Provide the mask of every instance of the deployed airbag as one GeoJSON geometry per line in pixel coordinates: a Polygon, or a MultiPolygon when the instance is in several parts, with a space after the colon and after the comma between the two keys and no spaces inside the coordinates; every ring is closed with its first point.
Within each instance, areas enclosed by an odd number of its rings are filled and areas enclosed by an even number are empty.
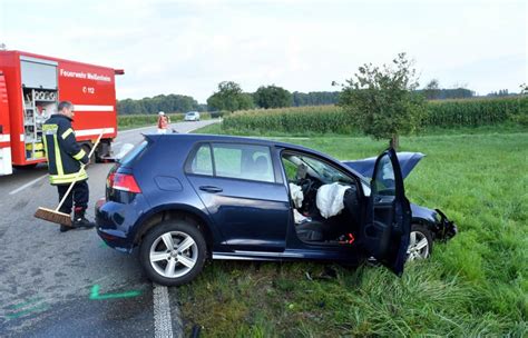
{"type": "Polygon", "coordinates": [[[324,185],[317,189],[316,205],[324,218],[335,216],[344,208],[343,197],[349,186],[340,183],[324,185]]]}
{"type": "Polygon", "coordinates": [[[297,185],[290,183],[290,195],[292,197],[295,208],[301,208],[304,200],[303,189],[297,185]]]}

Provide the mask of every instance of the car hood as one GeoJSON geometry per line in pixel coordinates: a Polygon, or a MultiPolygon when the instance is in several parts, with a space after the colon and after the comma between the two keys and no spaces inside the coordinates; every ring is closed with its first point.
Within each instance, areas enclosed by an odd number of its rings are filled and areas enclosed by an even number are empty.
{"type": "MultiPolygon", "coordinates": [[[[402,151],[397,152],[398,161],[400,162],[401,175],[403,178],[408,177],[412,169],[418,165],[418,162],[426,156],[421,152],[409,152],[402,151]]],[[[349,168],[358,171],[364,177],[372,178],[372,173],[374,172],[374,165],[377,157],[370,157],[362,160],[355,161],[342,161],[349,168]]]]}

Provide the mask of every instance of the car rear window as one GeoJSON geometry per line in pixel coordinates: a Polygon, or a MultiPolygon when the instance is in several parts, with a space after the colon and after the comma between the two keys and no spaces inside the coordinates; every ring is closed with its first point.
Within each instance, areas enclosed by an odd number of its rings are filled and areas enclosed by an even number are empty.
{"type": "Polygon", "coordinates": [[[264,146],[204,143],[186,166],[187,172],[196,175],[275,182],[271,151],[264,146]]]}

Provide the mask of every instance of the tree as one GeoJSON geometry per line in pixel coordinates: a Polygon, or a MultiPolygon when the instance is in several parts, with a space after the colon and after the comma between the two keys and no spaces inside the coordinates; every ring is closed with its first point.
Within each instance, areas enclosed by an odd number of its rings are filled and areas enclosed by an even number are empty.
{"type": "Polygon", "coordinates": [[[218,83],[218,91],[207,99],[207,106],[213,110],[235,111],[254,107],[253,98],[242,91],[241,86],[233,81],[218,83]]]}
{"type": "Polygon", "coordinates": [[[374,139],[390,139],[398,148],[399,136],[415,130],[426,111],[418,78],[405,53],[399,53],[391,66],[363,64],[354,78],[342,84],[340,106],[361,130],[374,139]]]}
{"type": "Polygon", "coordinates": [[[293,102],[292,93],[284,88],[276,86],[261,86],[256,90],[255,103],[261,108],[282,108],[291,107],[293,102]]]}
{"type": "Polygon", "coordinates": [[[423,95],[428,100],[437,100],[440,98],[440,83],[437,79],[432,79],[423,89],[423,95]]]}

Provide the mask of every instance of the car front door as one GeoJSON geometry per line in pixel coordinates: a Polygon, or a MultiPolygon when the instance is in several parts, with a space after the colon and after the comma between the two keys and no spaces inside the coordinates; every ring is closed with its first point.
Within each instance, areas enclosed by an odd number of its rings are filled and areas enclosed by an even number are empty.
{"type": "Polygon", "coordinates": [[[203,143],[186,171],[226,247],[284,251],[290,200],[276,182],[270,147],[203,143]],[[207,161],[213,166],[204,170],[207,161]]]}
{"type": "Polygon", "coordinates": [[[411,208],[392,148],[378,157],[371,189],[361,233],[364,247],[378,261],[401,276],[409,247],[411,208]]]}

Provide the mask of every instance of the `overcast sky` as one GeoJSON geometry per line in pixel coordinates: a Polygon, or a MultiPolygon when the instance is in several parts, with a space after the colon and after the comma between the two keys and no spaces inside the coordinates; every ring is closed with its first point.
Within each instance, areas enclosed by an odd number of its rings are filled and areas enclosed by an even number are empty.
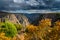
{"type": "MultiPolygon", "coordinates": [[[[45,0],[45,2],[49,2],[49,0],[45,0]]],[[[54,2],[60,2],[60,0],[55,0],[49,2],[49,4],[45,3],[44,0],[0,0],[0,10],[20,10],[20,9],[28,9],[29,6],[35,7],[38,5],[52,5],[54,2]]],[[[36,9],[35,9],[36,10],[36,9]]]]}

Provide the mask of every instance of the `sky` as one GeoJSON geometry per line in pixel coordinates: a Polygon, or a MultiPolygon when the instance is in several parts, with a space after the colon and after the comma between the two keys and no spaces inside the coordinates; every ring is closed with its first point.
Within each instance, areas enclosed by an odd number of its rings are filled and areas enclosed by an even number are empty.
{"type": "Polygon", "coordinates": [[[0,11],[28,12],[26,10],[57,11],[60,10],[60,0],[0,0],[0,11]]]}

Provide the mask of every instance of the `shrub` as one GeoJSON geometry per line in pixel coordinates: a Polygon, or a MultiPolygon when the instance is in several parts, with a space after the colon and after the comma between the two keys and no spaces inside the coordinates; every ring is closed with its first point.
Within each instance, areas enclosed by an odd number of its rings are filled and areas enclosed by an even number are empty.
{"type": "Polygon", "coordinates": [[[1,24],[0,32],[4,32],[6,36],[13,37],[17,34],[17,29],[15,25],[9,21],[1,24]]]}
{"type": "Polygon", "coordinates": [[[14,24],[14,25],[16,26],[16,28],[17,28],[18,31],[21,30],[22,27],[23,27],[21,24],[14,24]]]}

...

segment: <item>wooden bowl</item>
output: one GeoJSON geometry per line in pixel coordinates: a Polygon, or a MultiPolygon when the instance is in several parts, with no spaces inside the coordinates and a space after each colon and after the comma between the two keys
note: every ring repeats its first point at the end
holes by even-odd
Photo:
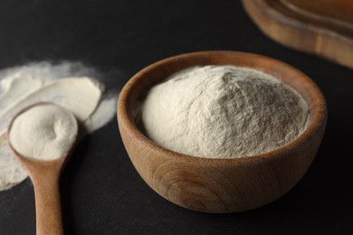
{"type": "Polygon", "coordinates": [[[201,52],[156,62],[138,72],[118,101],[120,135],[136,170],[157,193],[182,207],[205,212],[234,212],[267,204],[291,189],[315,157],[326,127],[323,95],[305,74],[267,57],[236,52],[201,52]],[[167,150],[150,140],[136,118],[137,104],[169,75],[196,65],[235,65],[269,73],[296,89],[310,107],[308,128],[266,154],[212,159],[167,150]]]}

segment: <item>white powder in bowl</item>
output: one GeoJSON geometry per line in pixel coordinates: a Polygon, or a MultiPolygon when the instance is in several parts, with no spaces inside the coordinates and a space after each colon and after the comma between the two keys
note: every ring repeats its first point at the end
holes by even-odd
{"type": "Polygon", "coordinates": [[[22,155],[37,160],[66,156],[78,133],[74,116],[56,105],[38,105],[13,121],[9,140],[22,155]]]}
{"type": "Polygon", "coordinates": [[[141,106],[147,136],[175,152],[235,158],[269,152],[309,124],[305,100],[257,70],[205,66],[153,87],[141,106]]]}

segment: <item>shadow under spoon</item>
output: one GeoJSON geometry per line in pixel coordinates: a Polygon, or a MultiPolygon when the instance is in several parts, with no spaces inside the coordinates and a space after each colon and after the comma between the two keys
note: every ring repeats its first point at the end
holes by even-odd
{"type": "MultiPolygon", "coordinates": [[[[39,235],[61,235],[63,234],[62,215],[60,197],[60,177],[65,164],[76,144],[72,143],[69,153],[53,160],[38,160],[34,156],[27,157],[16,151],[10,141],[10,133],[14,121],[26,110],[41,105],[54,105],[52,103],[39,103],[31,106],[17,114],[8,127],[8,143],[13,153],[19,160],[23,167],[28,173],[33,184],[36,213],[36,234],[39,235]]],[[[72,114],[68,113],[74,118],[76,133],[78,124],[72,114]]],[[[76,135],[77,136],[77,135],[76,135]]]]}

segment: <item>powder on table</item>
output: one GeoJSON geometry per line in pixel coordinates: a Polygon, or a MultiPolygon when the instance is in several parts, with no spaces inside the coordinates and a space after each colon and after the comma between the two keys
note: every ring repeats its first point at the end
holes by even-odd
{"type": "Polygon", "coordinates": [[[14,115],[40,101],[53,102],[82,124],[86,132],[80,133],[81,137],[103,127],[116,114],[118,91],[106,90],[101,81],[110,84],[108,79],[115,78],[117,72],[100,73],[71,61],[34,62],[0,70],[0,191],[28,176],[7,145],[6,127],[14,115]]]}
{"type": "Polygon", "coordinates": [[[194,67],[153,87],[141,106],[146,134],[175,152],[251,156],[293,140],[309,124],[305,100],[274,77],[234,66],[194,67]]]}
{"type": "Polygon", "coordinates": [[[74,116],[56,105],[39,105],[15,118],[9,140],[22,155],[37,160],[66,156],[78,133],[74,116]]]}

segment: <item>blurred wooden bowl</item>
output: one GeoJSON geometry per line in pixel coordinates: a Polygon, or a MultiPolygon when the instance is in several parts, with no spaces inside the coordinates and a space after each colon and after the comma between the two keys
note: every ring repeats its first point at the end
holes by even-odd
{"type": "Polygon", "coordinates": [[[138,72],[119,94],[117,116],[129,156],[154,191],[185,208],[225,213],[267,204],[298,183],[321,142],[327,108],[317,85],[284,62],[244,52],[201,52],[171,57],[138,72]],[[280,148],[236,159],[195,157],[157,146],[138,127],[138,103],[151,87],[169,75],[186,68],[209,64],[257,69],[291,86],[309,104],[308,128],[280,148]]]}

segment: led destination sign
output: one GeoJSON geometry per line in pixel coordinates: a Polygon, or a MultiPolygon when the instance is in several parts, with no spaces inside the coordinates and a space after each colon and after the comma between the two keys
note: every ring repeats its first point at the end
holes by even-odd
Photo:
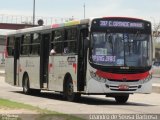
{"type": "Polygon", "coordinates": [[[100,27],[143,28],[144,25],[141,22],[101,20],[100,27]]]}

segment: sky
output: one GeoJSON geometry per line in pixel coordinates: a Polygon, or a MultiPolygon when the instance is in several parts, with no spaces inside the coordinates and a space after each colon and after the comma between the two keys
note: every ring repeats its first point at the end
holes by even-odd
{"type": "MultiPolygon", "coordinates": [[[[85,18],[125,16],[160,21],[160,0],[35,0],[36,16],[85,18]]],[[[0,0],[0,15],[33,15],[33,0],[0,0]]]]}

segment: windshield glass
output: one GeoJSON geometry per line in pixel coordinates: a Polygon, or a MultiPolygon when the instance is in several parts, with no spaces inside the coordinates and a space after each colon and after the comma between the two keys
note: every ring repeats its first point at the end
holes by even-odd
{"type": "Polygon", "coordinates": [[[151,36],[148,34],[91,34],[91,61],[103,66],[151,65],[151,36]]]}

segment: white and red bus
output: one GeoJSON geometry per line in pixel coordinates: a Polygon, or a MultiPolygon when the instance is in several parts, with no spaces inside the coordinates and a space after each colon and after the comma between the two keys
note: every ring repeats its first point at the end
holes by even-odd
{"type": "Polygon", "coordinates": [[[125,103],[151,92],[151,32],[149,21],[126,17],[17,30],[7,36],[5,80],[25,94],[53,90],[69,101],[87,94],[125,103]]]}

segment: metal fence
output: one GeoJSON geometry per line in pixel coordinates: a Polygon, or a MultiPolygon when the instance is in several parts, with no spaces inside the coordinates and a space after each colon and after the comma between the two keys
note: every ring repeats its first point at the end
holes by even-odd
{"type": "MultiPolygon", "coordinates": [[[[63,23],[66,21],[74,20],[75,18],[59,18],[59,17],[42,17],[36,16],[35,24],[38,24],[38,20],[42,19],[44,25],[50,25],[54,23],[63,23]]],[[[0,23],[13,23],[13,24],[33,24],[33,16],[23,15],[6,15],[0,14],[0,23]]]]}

==

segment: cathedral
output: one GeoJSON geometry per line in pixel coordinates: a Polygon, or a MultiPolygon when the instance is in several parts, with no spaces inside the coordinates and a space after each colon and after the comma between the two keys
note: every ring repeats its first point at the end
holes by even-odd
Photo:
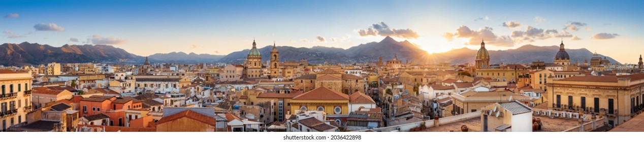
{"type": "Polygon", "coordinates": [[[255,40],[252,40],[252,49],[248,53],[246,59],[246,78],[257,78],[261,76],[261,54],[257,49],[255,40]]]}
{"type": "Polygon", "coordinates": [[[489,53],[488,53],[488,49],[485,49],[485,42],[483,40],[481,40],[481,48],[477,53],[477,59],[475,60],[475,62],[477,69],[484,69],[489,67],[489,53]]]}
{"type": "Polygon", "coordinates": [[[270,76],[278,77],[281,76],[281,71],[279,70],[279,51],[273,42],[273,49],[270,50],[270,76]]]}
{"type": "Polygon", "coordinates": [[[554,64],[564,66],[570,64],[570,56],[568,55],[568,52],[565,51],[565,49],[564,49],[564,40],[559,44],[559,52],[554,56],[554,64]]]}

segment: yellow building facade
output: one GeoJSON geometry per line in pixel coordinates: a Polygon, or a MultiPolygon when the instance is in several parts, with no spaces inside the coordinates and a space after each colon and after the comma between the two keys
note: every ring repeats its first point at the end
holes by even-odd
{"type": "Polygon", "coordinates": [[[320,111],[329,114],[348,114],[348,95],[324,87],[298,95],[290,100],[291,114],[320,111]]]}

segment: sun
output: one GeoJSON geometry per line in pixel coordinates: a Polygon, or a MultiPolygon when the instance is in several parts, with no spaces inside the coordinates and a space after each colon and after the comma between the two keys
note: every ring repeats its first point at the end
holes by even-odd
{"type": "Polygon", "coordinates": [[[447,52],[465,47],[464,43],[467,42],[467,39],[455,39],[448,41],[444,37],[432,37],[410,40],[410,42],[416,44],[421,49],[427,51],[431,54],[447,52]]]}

> _AIM OF THE TASK_
State how many lines of the items above contain the word "bowl", giving only the number.

> _THE SOLUTION_
3